# WHAT IS EXPECTED:
Return every entry below unchanged, line for line.

# DATA ENTRIES:
-- BEGIN --
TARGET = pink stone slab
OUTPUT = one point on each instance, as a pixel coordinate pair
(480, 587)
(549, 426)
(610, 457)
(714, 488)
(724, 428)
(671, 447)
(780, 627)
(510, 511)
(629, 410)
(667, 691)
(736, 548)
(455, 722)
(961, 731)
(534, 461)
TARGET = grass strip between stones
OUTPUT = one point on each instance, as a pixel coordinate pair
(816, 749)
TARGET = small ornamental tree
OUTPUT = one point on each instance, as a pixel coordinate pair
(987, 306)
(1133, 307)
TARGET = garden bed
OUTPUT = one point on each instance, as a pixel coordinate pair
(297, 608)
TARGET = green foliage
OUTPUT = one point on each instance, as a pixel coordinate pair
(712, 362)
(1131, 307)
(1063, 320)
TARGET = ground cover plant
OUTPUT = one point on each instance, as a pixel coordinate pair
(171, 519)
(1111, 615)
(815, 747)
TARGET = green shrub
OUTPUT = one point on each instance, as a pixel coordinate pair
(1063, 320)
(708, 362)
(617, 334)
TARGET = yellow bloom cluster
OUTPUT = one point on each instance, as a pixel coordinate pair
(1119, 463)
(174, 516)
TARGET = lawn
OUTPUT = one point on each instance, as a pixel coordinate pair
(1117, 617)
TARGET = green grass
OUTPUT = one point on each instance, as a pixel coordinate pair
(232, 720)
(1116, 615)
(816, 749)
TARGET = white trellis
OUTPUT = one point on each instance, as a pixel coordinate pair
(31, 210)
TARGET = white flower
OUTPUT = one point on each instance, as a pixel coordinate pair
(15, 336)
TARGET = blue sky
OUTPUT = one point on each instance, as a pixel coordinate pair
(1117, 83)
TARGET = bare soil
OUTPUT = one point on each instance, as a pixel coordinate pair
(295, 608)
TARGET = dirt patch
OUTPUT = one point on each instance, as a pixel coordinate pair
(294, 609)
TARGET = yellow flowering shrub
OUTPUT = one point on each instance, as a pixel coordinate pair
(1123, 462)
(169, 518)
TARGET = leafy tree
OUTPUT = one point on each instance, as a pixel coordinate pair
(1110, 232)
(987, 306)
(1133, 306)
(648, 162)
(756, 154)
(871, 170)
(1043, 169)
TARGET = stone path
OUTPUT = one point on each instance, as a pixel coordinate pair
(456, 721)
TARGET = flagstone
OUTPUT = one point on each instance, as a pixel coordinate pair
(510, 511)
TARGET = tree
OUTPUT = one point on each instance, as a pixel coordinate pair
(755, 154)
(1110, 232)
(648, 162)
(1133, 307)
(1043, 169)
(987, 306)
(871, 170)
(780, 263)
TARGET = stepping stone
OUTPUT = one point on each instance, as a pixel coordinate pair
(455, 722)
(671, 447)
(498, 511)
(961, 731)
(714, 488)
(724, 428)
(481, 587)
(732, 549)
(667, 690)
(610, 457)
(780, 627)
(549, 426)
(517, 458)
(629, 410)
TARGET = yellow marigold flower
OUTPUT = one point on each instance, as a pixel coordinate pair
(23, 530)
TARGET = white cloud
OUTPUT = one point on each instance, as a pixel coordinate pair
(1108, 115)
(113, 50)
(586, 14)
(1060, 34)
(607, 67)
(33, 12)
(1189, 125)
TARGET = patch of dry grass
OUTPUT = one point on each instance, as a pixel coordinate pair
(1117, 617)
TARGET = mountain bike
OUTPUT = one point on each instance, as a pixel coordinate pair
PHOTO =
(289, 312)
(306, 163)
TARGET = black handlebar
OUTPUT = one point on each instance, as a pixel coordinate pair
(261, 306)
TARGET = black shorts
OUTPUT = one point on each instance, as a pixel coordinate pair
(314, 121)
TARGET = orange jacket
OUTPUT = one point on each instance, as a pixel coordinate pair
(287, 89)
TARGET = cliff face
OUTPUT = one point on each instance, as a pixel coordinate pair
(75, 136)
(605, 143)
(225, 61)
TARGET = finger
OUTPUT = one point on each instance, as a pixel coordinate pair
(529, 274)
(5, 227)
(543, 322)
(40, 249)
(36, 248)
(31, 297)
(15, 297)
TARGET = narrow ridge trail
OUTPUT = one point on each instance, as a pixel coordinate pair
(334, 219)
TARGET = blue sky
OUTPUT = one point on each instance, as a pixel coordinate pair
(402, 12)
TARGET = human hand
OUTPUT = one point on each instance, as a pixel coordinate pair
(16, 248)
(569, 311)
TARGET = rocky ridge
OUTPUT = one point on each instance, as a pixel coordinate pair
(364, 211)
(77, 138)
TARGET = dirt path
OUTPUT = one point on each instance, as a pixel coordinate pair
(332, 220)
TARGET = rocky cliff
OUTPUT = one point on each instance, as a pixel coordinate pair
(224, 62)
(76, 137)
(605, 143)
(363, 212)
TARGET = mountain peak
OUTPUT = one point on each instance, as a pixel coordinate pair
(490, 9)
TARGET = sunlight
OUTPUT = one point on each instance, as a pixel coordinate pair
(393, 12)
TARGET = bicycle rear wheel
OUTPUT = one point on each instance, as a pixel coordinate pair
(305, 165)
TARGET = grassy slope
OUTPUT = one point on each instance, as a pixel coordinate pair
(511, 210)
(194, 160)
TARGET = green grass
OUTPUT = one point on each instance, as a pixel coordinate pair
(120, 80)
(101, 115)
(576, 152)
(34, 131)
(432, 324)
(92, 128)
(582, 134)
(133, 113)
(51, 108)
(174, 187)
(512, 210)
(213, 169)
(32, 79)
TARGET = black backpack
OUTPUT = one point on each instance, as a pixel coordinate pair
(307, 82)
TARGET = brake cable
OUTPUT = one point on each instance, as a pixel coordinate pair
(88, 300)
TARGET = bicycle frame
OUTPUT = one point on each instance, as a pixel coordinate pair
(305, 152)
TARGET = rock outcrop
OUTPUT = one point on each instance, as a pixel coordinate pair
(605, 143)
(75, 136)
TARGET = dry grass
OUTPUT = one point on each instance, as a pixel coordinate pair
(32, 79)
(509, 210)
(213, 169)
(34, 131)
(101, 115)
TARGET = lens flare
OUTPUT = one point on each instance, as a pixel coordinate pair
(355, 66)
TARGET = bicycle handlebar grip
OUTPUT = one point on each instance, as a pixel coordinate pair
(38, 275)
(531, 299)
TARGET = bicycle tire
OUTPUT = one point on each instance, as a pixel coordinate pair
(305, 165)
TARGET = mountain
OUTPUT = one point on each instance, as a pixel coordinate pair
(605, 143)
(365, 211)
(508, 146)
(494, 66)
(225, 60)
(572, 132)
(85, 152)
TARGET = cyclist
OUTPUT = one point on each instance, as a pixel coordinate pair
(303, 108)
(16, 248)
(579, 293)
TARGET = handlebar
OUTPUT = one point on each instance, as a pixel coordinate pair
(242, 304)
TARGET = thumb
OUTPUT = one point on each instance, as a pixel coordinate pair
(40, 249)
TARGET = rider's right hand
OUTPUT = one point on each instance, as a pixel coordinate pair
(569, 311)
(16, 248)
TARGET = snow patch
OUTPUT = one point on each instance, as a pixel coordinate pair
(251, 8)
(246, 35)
-- END --
# THE RESPONSE:
TARGET = pink stone slab
OUTPUT = one point on each instance, as a pixel coordinate pair
(480, 587)
(549, 426)
(610, 457)
(714, 488)
(724, 428)
(671, 447)
(780, 627)
(510, 511)
(629, 410)
(667, 691)
(736, 548)
(455, 722)
(961, 731)
(534, 461)
TARGET = grass strip between stones
OUTPUT = one point on each instance, as a pixel coordinate pair
(816, 749)
TARGET = small ornamental tree
OUTPUT = one point on each instance, as a pixel coordinate pair
(987, 306)
(1133, 307)
TARGET = garden bed
OUTPUT = one point on each instance, as a pixel coordinate pair
(297, 608)
TARGET = green foliage
OUTPUT = one point on each instance, as a pixel coordinate pair
(712, 362)
(1131, 307)
(1063, 320)
TARGET = ground cover plant
OUTPUT = one point on each instance, as a pixel coordinate pair
(171, 519)
(1111, 615)
(815, 747)
TARGET = green shrub
OUTPUT = one point on each instance, as a pixel coordinate pair
(1063, 320)
(708, 362)
(617, 334)
TARGET = yellow bloom cluster
OUTPUT = one point on each instance, as a pixel coordinate pair
(1119, 463)
(174, 516)
TARGET = lawn
OUTPUT = one point on each instance, as a pixel coordinate pair
(1117, 617)
TARGET = green grass
OUTPUT = one point on each instance, as a pixel coordinate pair
(232, 720)
(1116, 615)
(816, 749)
TARGET = white trellis
OUTPUT = one point on each instance, as a pixel coordinate pair
(31, 210)
TARGET = white flower
OUTPUT = one point on each instance, as a pixel coordinate pair
(15, 336)
TARGET = blue sky
OUTPUT = one point on each instance, as a pixel coordinate pair
(1117, 83)
TARGET = bare soil
OUTPUT = one point on each instance, as a pixel coordinate pair
(295, 608)
TARGET = dirt patch
OUTPUT = one point on each instance, as a pixel coordinate pair
(294, 609)
TARGET = yellow flowering shrub
OUTPUT = one point on each instance, as a pixel coordinate pair
(1123, 462)
(169, 518)
TARGET = leafy tree
OUTPUT = one point on each instance, as a pixel coordinate pair
(1110, 232)
(987, 306)
(1133, 306)
(648, 162)
(756, 154)
(871, 170)
(1043, 169)
TARGET = stone path
OUTPUT = one point on each instance, as a pixel coordinate pair
(456, 721)
TARGET = flagstone
OUTPUT = one point on each instance, as a pixel coordinate pair
(510, 511)
TARGET = tree
OUTPUT = one point on each instance, as a pixel coordinate pair
(755, 154)
(1110, 232)
(648, 162)
(1133, 307)
(1043, 169)
(987, 306)
(871, 170)
(780, 263)
TARGET = stepping stone
OUTPUT = one point on each instance, as a pixel coordinate pair
(455, 722)
(671, 447)
(498, 511)
(961, 731)
(714, 488)
(724, 428)
(481, 587)
(732, 549)
(667, 690)
(610, 457)
(780, 627)
(549, 426)
(517, 458)
(629, 410)
TARGET = yellow marigold flower
OUTPUT = one point on each instance, as a pixel coordinate pair
(23, 530)
TARGET = white cloud
OUTPUT = one point on each instance, as a pixel coordinate pair
(1108, 115)
(113, 50)
(586, 14)
(1060, 34)
(607, 67)
(33, 12)
(1189, 125)
TARGET = patch of dry grass
OUTPUT = one point on each instance, as a pixel coordinate pair
(1117, 617)
TARGET = mountain bike
OUTPUT = one point on each instance, as a pixel coordinate pair
PHOTO =
(289, 312)
(306, 163)
TARGET = black handlebar
OUTPUT = one point on each instance, as a pixel coordinate pair
(261, 306)
TARGET = black shorts
OUTPUT = one point on each instance, as a pixel coordinate pair
(314, 121)
TARGET = orange jacket
OUTPUT = one point on each instance, as a pixel coordinate pair
(287, 89)
TARGET = cliff face
OUTPUT = one point on each instance, as a pixel coordinate pair
(75, 136)
(605, 143)
(225, 61)
TARGET = finger
OUTPUT = one point on each instance, as a pixel coordinate pair
(529, 274)
(5, 227)
(543, 322)
(40, 249)
(36, 248)
(31, 297)
(15, 297)
TARGET = narrow ridge trail
OUTPUT = one point on each instance, as a pixel coordinate pair
(334, 219)
TARGET = blue sky
OUTPUT = one point on each instance, as a pixel coordinate pair
(402, 12)
TARGET = human hand
OUTPUT = one point on each instance, as a pixel coordinate pair
(16, 248)
(569, 311)
TARGET = rocky ridge
OUTPUT = one point on each instance, as a pixel coordinate pair
(364, 211)
(77, 138)
TARGET = dirt path
OUTPUT = one point on each instance, as a pixel coordinate pair
(332, 220)
TARGET = rocky cliff
OUTPUT = one point on each instance, as a pixel coordinate pair
(224, 62)
(76, 137)
(605, 143)
(363, 212)
TARGET = mountain peak
OUTPUT = one point on each instance, as a pixel coordinate pair
(490, 9)
TARGET = sunlight
OUTPUT = one point on each instance, as a pixel coordinate pair
(393, 12)
TARGET = bicycle rear wheel
OUTPUT = one point on each instance, as a pixel coordinate pair
(305, 165)
TARGET = grassy slope
OUTPUT = one point on each instance, as a pixel coordinate pair
(511, 210)
(194, 160)
TARGET = green grass
OUTPUT = one point on each instance, as a pixel coordinate pair
(120, 80)
(101, 115)
(576, 152)
(34, 131)
(432, 324)
(92, 128)
(582, 134)
(133, 113)
(51, 108)
(174, 187)
(512, 210)
(213, 169)
(32, 79)
TARGET = black backpack
OUTPUT = one point on each instance, as a pixel coordinate pair
(307, 82)
TARGET = brake cable
OUTPUT = one point on each instance, as a pixel coordinate pair
(88, 300)
TARGET = bicycle frame
OUTPUT = one point on each instance, as a pixel coordinate pair
(305, 152)
TARGET = rock outcrop
OUTPUT = one point on each instance, as a pixel coordinate pair
(605, 143)
(75, 136)
TARGET = dry grass
OUTPUT = one point on each instance, as a pixel coordinate pair
(32, 79)
(509, 210)
(213, 169)
(34, 131)
(101, 115)
TARGET = lens flare
OUTPUT = one point on each instance, as a pixel coordinate pair
(355, 66)
TARGET = bicycle handlebar grip
OUTPUT = one point on each instance, as a pixel coordinate pair
(38, 275)
(531, 299)
TARGET = bicycle tire
OUTPUT = one point on each instance, as a pixel coordinate pair
(305, 165)
TARGET = mountain
OUTPUT = one point on each instance, as a pixel coordinate pair
(605, 143)
(365, 211)
(508, 146)
(494, 66)
(225, 60)
(572, 132)
(85, 152)
TARGET = cyclist
OUTPUT = one point on each instance, as a pixel coordinate pair
(303, 108)
(16, 248)
(579, 293)
TARGET = handlebar
OUTPUT = one point on each instance, as a pixel coordinate pair
(242, 304)
TARGET = thumb
OUTPUT = one point on each instance, as a pixel coordinate pair
(40, 249)
TARGET = rider's right hand
OUTPUT = one point on each instance, as a pixel coordinate pair
(569, 311)
(16, 248)
TARGET = snow patch
OUTPUT = one point on each instance, as a pixel coordinate pair
(251, 8)
(246, 35)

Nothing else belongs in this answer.